Peregrines are native to Missouri, historically nesting in small numbers on bluffs along the Mississippi, Missouri and Gasconade rivers. By the late 1800s, only a few pairs remained in the state, according to the Missouri Department of Conservation, and the species was nearly eradicated in the 1950s and ’60s because of the use of DDT and other harmful pesticides.

Reintroduction projects have been relatively successful, but the species is still listed as endangered in Missouri, said Joe DeBold, an urban wildlife biologist with the department.

Peregrines are the fastest species on the planet with the ability to reach 200 mph in flight, DeBold said. They hunt starlings, pigeons and other city birds that many residents consider a nuisance, watching for their prey from high perches and attacking them at high speed with tucked wings to decrease their aerodynamic drag.

### TASK 1
Answer these questions using the excerpt on peregrines.
(a) Along which rivers did peregrines historically nest in Missouri?
(b) What position does Joe DeBold hold with the department?
(c) What speed can peregrines reach in flight?
### TASK 2
Echo a passage from the excerpt on peregrines word for word. Begin at the words "Peregrines are the" and stop after "their aerodynamic drag.".
### TASK 3
Turn the paragraph of the excerpt on peregrines that begins "Peregrines are the fastest species" into a bulleted list that keeps its main facts.

### DATA EXCERPT
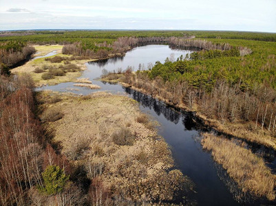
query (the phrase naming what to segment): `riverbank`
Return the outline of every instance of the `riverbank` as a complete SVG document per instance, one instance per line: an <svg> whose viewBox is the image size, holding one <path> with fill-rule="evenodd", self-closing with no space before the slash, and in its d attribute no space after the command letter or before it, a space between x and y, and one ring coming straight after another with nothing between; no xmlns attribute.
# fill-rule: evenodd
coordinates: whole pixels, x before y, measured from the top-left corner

### EXPECTED OUTPUT 1
(a) The Mississippi, Missouri and Gasconade rivers.
(b) He is an urban wildlife biologist.
(c) 200 mph.

### EXPECTED OUTPUT 2
Peregrines are the fastest species on the planet with the ability to reach 200 mph in flight, DeBold said. They hunt starlings, pigeons and other city birds that many residents consider a nuisance, watching for their prey from high perches and attacking them at high speed with tucked wings to decrease their aerodynamic drag.

### EXPECTED OUTPUT 3
- According to DeBold, peregrines are the fastest species on the planet and can reach 200 mph in flight.
- They hunt starlings, pigeons and other city birds that many residents consider a nuisance.
- They watch for prey from high perches.
- They attack at high speed with tucked wings, which decreases aerodynamic drag.